= Page extract =
....
In order to be clear we should also state briefly what is
meant by "reasonable." We simply define reason (or reasonable)
in the simplest, most basic terms. We mean reason as opposed
to nonsense, madness, or absurdity. We mean the same type
of reasonable standard that is commonly employed by scholars
of history and the scientific community. (To deny the plausibility
or utility of reason, defined this way, is to forfeit anything
and everything that is claimed to be known or understood about
anything by human civilization collectively or by us, personally
as individuals, not only in the area of theology, but technology,
science, history, and in our personal, practical everyday
lives.)
And, using this common, reasonable standard of proof, we intend
to test the claims of various religions. Essentially, we will
be asking what does the most reasonable assessment of the
available evidence tell us about the claims made by the world's
religions?
In closing, we should also explain what we mean by "assessing
the evidence." What evidence is it that we mean to assess
in order to determine the accuracy or reliability of religious
claims? Specifically, we mean to examine any evidence that
each religion possesses or might offer to support the validity
of its claims. After determining some of the criteria by which
we can evaluate this evidence, the primary focus of this study
will be to assess the evidence that could be offered to demonstrate
the reliability and accuracy of each religion's claims.
Introduction to the Criteria of Assessment
The criteria for determining whether a religion is accurate
or reliable involves assessing historicity.
Merriam Webster's Collegiate Dictionary, Tenth Edition, defines
historicity as follows:
"Historicity - n (1880): historical actuality." - Merriam
Webster's Collegiate Dictionary, Tenth Edition
Commonly defined, historicity is whether or not a person or
event actually occurred in the course of human history. Something
or someone that is not considered to be historic may be categorized
as a myth or a legend. By contrast to persons and things,
which are considered historic, persons and things, which are
considered to be mythological or legendary are not said or
cannot be said to have actually lived or occurred.
When we seek to determine a religion's historicity we can
ask several crucial questions. Does the religion claim to
have founder(s)? Do we have any historical evidence that the
founder(s) of a religion actually existed? Does a religion
claim origination within certain historical events? Do we
have evidence from the historical record that these events
actually occurred? Do we have evidence that the claims attributed
to that person actually originated from them?
All of these questions are very important for providing us
with evidence that we can evaluate to determining the accuracy,
reliability, or validity of religious claims.
When it comes to assessing whether or not the claims of a
particular religion are valid, we can address this aspect
of the investigation on two levels. On the lower level, there
is the question of "Where did this religious claim come from?"
This question addresses the historicity of a founding figure
or figures as well as the historicity of any events surrounding
the formation of the religion and its claims. But simply assessing
the historicity of founding figures and events does not in
and of itself prove that the religion's claims are true. For
example, the fact that Mohammed existed does not automatically
demonstrate that Mohammed's religious claims are true.
Here we arrive at the higher level of this investigation.
For, it may be the case that a religion was founded by a real
individual who experienced certain real events. But do those
historic realities in some way provide evidence or demonstration,
which supports that religion's particular claims about God
and the universe?
....
[Image outline annotation entries]
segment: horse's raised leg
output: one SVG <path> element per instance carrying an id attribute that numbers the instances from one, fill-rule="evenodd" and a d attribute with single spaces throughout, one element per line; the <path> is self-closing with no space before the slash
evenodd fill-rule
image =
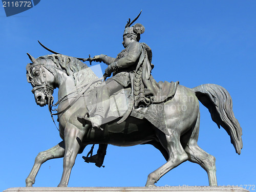
<path id="1" fill-rule="evenodd" d="M 159 140 L 168 152 L 169 159 L 165 164 L 148 175 L 146 186 L 155 185 L 164 174 L 188 159 L 180 142 L 179 134 L 173 133 L 169 136 L 162 135 L 161 137 Z"/>
<path id="2" fill-rule="evenodd" d="M 75 164 L 76 156 L 82 144 L 84 131 L 77 129 L 73 124 L 65 128 L 64 138 L 65 154 L 63 160 L 63 173 L 58 187 L 67 187 L 71 169 Z"/>
<path id="3" fill-rule="evenodd" d="M 200 113 L 198 114 L 196 125 L 185 147 L 185 151 L 188 156 L 188 160 L 199 164 L 208 174 L 209 185 L 217 186 L 215 157 L 207 153 L 197 144 L 199 133 Z"/>
<path id="4" fill-rule="evenodd" d="M 35 183 L 35 177 L 41 164 L 49 159 L 59 158 L 64 156 L 64 141 L 44 152 L 40 152 L 35 159 L 35 163 L 28 177 L 26 179 L 26 186 L 32 187 Z"/>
....
= Objective 1 =
Answer these questions about the passage on religious claims:
(a) Which dictionary does it quote for its definition of historicity?
(b) What three things does it say reason is opposed to?
(c) Whose existence does it use to show that a founder's historicity does not prove the religion's claims true?
= Objective 2 =
Give back the part of the passage on religious claims between "Merriam Webster's Collegiate" and "lived or occurred.", inclusive.

= Final answer 1 =
(a) Merriam Webster's Collegiate Dictionary, Tenth Edition
(b) Nonsense, madness, or absurdity
(c) Mohammed

= Final answer 2 =
Merriam Webster's Collegiate Dictionary, Tenth Edition, defines
historicity as follows:
"Historicity - n (1880): historical actuality." - Merriam
Webster's Collegiate Dictionary, Tenth Edition
Commonly defined, historicity is whether or not a person or
event actually occurred in the course of human history. Something
or someone that is not considered to be historic may be categorized
as a myth or a legend. By contrast to persons and things,
which are considered historic, persons and things, which are
considered to be mythological or legendary are not said or
cannot be said to have actually lived or occurred.